>>>>

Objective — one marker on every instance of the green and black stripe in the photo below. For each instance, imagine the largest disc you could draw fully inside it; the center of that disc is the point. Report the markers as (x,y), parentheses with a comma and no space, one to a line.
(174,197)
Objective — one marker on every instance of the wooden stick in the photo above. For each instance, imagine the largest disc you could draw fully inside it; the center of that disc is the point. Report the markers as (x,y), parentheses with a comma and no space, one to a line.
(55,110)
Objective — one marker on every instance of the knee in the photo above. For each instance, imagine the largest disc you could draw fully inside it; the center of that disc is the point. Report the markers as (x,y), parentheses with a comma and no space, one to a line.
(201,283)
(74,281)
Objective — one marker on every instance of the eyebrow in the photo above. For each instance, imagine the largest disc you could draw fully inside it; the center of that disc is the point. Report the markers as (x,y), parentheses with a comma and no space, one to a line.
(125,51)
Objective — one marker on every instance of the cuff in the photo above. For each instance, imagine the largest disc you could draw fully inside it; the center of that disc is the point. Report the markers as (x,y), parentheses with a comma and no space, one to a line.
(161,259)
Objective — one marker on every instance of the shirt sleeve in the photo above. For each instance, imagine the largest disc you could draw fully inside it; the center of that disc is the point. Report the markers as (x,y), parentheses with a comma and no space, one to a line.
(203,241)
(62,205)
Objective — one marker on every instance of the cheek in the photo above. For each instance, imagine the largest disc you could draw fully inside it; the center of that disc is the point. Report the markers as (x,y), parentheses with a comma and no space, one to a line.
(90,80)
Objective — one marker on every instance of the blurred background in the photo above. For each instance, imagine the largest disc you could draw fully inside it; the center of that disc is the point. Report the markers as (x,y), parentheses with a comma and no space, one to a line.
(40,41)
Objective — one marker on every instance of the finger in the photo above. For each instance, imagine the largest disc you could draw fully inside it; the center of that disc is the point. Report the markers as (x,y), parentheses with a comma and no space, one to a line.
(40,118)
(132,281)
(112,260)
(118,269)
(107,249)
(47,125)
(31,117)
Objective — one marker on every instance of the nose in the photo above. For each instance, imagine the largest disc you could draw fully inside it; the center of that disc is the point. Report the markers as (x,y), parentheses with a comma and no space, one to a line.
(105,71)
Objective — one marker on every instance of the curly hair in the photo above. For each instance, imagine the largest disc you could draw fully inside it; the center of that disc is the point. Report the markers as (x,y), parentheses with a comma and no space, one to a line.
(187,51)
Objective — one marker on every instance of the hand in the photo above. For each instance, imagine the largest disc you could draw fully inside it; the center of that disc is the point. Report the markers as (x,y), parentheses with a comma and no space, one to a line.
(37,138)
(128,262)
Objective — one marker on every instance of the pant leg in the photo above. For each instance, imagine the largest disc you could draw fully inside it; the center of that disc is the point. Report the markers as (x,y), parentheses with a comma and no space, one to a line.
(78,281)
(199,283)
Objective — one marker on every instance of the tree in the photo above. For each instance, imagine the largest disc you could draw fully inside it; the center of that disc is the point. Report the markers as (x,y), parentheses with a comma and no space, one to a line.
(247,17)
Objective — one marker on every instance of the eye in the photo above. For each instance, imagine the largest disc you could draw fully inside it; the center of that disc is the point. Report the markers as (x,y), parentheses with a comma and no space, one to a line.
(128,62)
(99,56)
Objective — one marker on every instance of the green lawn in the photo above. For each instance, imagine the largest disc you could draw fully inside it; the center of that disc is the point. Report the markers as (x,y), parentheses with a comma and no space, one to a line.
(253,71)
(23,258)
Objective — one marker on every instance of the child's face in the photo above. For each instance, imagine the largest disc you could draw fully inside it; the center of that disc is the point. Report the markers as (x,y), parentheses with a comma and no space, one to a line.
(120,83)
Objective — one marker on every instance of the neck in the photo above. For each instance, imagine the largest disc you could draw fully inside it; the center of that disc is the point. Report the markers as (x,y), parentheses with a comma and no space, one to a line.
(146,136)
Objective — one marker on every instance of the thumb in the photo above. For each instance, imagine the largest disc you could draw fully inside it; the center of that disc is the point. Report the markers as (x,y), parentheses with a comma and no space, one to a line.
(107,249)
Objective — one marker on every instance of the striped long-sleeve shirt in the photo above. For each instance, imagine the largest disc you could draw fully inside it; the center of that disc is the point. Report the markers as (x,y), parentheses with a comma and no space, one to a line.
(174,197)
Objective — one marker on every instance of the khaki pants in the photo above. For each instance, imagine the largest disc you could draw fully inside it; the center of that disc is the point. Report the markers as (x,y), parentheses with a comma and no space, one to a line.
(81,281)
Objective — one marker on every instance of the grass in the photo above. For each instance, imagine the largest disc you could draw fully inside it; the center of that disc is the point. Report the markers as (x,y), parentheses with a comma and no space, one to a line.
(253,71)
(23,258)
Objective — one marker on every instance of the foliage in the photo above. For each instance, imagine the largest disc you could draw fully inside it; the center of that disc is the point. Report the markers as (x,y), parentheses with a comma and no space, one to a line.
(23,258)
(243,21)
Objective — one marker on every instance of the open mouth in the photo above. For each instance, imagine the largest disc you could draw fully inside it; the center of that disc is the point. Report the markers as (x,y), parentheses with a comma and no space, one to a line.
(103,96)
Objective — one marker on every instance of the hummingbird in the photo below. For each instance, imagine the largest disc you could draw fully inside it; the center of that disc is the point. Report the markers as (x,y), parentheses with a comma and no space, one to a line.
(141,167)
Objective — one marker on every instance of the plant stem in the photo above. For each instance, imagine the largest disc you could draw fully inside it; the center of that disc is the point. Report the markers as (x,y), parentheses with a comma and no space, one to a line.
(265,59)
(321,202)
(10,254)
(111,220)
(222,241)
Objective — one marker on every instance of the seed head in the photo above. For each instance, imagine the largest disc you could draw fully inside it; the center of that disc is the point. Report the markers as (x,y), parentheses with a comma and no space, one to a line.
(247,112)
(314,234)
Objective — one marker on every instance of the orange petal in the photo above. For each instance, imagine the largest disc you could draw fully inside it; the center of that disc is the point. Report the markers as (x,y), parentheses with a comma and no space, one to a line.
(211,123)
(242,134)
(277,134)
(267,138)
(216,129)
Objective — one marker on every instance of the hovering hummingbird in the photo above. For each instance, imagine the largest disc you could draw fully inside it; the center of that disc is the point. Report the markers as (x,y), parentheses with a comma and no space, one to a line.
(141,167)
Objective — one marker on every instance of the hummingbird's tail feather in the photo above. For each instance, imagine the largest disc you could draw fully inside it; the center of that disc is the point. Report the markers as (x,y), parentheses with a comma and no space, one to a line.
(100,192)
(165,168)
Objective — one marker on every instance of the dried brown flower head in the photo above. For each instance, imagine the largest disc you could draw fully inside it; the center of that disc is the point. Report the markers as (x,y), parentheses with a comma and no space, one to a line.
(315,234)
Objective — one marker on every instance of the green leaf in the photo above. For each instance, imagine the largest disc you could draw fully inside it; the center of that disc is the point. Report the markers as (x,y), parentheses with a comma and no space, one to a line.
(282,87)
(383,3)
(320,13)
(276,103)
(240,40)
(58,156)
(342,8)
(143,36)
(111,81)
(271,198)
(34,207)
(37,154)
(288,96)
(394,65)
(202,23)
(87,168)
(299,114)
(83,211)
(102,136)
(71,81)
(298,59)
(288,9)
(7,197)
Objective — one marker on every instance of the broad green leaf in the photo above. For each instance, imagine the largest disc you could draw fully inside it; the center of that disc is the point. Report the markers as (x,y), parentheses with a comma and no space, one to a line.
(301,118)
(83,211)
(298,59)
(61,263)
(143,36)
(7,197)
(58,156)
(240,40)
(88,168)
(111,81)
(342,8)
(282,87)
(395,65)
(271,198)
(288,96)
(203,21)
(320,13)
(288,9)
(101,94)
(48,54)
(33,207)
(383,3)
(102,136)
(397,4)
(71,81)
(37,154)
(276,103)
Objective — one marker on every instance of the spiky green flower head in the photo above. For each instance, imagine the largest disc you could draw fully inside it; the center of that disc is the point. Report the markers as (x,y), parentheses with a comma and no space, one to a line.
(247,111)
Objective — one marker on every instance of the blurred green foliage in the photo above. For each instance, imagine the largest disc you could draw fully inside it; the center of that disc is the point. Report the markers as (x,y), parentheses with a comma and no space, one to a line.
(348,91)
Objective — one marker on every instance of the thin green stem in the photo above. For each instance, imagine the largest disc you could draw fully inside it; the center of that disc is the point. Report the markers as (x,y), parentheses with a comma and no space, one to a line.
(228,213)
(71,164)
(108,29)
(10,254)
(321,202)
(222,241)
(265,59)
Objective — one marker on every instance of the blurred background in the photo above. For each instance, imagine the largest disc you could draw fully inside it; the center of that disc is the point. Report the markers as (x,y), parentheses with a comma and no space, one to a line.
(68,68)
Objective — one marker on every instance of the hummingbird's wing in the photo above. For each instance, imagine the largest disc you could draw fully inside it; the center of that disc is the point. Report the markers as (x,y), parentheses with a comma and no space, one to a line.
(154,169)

<<<<

## Assigned task
Exactly reproduce the line containing "the hummingbird's wing" and all lines after it in the material, stopping only at the end.

## Result for this task
Objective — one marker on every instance of the hummingbird's wing in the photo above. For each instance, imagine the largest disc you could draw fully inside it; the center of that disc is the point. Report the markers as (x,y), parentheses with a comma and no space, one to a line.
(154,169)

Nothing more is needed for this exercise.